* **Exercise directions**
Render this sentence from the Kubernetes deadlock article in Spanish: "This occurs if the service bundles were relocated to a private registry using docker pull/push or imgpkg pull/push instead of the recursive imgpkg copy method."

* **Text passage**
Kubernetes Service package reconciliation deadlock after using pull/push for service bundles in an air-gapped environment
search cancel

Kubernetes Service package reconciliation deadlock after using pull/push for service bundles in an air-gapped environment

book

Article ID: 437632

calendar_today

Updated On:

Products

VMware vSphere Kubernetes Service

Issue/Introduction

In air-gapped VMware Cloud Foundation or vSphere environments, upgrading the vSphere Kubernetes Service may result in a permanent reconciliation deadlock. This occurs if the service bundles were relocated to a private registry using docker pull/push or imgpkg pull/push instead of the recursive imgpkg copy method.

Symptoms include:

  • The svc-tkg Supervisor Service remains in a "Reconciling" or "Degraded" state indefinitely.

  • Sub-packages fail to pull images, referencing public registry URLs (e.g., projects.registry.vmware.com) despite the environment being isolated.

  • The kapp-controller fails to process corrected configuration changes even after the image registry paths are remediated.

Environment

  • VMware Cloud Foundation

  • vSphere Kubernetes Service 

  • Air-gapped / Disconnected deployments

Cause

This issue is caused by the kapp-controller reconciliation prioritization. When a PackageInstall specification is not modified (e.g., the version remains the same), the controller marks it as a "no-op". In an air-gapped environment where sub-packages contain stale public registry references, these "no-op" reconciliation attempts fail. Because the controller prioritizes these tasks in its first reconciliation batch, the updated Package data (containing the fix) is never processed, resulting in an infinite loop.

Resolution

To resolve this deadlock condition, the execution engine must be forced to evaluate the child components via metadata modifications or by using the integrated platform management script.

* **Dataset content**
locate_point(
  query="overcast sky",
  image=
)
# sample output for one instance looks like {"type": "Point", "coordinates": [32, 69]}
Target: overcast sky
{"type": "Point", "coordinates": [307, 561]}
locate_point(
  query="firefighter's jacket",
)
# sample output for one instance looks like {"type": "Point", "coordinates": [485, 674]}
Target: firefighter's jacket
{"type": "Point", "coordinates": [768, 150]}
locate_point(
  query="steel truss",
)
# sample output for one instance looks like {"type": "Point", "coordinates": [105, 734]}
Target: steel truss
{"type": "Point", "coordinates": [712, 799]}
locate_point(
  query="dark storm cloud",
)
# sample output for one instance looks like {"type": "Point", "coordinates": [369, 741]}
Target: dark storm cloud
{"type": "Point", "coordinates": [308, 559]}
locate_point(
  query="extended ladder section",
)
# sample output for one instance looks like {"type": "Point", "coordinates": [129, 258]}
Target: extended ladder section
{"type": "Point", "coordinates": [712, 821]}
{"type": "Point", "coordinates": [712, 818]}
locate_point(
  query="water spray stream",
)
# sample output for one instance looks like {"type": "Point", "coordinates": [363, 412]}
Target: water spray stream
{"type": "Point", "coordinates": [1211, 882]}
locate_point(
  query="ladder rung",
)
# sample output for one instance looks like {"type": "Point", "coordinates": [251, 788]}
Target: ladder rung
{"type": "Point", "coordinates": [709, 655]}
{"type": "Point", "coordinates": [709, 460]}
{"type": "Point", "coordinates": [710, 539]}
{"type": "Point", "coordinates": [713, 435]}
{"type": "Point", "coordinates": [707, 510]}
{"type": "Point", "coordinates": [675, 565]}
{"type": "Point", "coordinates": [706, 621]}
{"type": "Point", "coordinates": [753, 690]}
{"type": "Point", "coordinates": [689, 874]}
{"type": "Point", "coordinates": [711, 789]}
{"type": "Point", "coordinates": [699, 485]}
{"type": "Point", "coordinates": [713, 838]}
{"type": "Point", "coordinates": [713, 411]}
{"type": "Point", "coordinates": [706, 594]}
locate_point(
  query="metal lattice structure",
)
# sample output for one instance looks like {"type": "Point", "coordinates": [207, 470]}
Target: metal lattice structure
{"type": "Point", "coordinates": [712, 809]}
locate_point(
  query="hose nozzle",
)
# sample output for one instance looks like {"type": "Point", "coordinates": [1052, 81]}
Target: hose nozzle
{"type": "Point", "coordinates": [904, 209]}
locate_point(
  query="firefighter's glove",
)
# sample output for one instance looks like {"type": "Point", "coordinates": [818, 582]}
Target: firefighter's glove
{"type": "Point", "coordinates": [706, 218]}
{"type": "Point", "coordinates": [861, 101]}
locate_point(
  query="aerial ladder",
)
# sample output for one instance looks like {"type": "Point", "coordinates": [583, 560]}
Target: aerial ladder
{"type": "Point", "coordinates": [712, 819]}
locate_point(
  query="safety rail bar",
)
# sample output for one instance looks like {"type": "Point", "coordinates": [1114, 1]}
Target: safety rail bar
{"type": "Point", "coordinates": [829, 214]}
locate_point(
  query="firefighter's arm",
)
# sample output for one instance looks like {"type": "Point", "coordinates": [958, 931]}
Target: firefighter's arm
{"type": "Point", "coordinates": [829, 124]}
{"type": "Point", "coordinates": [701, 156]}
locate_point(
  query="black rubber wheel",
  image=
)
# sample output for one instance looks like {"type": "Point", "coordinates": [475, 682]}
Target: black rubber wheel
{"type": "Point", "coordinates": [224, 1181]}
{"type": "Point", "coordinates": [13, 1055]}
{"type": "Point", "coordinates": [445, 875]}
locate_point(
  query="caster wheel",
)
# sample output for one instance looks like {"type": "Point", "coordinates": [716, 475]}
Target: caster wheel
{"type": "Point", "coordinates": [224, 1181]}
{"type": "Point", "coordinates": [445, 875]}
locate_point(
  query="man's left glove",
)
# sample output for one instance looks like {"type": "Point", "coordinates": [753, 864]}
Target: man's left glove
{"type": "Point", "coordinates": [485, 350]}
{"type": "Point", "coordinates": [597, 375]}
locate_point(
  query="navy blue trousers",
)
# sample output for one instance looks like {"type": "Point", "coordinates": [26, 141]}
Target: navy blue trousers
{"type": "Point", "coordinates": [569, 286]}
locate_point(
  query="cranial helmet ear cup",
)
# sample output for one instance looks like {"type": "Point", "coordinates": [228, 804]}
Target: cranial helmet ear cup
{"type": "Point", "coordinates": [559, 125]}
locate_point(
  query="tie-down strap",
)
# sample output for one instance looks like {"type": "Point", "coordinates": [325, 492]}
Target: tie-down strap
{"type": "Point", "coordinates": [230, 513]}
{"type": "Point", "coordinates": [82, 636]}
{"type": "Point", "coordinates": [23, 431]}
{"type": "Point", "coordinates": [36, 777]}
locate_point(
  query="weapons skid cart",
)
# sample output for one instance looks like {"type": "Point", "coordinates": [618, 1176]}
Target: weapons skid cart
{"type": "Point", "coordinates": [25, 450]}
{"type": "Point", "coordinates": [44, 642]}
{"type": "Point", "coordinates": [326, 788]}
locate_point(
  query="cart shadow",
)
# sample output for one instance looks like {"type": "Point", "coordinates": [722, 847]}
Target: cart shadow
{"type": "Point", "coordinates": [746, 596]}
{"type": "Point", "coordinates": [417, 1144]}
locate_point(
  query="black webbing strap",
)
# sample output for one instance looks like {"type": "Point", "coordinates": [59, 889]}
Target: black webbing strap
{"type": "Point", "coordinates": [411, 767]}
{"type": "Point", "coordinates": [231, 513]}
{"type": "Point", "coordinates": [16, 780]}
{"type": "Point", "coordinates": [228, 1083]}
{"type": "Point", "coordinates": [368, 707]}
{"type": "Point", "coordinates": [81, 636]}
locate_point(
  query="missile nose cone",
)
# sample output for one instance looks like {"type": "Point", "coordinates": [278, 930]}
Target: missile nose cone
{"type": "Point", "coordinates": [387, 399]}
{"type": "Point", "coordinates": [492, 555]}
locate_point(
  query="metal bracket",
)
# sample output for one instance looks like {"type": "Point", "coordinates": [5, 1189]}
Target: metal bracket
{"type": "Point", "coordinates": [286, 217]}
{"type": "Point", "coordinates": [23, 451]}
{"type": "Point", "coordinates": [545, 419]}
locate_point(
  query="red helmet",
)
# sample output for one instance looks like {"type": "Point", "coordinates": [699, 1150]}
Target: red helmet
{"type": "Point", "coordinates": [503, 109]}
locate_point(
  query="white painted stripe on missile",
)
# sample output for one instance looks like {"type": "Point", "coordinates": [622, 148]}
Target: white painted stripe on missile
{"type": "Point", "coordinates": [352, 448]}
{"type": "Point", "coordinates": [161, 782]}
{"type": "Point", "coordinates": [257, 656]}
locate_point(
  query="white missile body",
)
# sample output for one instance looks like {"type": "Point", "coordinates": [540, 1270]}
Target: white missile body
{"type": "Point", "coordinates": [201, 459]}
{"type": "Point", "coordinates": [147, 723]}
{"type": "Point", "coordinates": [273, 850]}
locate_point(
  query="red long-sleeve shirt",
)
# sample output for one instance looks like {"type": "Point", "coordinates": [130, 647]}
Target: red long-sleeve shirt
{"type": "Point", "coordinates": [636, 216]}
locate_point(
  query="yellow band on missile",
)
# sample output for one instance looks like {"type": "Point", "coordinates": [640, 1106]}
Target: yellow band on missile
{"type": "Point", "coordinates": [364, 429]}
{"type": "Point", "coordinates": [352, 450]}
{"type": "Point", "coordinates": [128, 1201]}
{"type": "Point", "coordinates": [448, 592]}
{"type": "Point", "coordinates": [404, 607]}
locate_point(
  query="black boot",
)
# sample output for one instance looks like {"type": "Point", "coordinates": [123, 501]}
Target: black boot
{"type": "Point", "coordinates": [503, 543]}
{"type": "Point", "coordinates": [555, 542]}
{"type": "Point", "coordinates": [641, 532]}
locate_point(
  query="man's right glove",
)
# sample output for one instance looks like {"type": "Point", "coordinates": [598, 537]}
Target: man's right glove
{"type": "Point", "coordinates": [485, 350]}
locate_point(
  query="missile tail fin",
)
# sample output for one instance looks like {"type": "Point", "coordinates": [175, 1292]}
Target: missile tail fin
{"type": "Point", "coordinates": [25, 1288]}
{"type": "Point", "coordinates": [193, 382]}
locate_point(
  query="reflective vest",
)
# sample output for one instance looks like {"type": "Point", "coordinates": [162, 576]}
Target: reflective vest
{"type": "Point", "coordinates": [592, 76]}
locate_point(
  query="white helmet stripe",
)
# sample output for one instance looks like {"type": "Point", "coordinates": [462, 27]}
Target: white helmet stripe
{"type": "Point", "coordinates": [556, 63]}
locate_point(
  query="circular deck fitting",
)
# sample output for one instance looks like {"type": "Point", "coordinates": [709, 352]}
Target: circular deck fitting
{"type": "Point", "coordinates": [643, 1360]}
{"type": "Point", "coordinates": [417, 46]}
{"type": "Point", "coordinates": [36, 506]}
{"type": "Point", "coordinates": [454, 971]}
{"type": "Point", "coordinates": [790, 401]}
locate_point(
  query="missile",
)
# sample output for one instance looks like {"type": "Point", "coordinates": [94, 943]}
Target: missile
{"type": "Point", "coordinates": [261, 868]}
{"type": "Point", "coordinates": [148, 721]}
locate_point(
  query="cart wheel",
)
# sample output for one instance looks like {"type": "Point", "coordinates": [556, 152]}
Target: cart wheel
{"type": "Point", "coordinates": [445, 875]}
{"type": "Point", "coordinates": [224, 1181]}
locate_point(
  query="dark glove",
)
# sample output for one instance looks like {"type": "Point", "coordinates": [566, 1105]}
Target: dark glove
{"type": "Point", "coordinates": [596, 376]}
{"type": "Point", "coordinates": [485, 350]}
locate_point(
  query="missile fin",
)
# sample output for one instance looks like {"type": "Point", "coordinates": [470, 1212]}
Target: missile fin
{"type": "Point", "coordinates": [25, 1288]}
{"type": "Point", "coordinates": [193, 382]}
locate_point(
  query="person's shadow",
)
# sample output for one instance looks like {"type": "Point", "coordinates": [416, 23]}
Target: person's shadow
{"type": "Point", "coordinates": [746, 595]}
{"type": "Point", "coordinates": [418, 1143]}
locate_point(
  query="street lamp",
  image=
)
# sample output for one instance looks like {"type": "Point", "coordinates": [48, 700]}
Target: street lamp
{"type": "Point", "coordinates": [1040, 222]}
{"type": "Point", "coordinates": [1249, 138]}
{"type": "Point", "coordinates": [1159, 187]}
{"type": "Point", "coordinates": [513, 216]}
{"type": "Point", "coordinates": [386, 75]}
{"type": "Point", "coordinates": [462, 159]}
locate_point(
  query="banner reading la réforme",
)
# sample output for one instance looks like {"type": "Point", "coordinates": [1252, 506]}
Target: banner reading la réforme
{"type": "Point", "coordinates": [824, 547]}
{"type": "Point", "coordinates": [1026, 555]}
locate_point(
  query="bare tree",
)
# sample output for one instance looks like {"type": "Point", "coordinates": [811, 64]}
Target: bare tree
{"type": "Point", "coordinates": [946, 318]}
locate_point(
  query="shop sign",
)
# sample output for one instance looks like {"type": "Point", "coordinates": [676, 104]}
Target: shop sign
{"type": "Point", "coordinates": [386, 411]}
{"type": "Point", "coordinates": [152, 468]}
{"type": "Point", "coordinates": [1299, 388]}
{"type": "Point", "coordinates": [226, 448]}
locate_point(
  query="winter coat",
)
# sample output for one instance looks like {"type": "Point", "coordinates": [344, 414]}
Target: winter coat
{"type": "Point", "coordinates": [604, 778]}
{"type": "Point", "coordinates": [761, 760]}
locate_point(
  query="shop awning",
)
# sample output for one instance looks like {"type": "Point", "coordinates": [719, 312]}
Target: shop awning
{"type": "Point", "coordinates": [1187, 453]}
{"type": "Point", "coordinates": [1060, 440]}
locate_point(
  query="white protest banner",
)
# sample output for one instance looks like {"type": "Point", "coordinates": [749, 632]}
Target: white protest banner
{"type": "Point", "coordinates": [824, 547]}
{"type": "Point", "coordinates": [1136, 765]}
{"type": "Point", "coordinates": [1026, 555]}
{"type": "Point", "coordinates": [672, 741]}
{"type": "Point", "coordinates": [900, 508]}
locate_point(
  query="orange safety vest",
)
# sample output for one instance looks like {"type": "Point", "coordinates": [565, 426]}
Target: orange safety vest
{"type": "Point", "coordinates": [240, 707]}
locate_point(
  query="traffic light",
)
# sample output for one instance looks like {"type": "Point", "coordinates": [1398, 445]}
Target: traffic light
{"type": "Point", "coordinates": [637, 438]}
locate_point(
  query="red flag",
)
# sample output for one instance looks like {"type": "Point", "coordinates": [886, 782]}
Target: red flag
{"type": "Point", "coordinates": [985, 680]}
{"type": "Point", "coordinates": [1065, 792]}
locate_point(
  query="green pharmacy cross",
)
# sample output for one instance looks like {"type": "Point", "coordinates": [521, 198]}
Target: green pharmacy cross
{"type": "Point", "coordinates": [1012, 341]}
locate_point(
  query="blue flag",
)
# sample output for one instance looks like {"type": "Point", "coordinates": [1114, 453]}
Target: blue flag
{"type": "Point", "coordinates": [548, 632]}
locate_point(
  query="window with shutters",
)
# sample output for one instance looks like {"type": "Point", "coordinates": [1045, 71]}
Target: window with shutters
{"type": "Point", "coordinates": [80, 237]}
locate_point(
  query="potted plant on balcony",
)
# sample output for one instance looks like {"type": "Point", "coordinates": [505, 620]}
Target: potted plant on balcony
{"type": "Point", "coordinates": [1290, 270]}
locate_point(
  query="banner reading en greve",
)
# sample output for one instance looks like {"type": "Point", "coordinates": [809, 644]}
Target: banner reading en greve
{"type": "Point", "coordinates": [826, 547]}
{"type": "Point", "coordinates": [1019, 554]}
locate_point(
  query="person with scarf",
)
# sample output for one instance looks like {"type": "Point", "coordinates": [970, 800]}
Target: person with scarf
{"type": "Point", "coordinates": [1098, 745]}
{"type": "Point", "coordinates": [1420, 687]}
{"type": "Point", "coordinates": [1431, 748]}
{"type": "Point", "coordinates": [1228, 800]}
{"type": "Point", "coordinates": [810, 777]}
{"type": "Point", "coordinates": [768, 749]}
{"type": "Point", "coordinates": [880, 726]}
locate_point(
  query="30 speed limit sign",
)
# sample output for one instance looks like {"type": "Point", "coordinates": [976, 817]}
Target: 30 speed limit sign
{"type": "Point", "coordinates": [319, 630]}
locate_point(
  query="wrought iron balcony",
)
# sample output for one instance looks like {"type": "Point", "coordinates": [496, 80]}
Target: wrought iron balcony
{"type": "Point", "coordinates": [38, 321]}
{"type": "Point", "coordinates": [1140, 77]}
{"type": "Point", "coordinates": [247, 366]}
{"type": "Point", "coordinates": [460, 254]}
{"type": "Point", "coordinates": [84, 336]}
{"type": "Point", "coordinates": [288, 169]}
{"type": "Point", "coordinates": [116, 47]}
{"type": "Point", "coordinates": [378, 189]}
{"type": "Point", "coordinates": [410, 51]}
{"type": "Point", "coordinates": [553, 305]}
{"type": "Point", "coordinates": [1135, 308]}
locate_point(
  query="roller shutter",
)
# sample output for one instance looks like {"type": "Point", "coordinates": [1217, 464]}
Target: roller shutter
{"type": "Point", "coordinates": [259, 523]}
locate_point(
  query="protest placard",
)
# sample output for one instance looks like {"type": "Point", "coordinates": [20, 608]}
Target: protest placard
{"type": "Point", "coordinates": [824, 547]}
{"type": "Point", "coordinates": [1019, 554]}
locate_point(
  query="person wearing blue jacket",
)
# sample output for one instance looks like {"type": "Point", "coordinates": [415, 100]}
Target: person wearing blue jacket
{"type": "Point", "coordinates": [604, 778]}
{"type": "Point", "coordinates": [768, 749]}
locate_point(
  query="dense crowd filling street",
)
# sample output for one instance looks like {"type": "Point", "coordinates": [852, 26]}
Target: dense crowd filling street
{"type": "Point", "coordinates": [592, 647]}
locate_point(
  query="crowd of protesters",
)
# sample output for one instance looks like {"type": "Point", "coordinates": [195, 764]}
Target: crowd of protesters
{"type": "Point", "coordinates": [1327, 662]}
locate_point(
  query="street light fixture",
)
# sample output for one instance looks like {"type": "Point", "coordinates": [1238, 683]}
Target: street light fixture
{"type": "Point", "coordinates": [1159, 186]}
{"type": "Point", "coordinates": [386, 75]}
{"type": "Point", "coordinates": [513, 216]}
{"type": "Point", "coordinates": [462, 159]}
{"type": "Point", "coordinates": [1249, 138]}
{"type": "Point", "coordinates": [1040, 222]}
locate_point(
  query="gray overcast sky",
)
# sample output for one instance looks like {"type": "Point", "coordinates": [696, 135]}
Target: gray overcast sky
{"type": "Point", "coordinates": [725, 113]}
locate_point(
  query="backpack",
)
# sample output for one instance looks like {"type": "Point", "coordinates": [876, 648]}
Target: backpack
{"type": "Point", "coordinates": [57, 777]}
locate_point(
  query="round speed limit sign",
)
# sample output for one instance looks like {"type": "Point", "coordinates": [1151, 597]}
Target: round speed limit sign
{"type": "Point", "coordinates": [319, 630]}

* **Your solution**
Esto ocurre si los paquetes de servicio se reubicaron en un registro privado mediante docker pull/push o imgpkg pull/push en lugar del método recursivo imgpkg copy.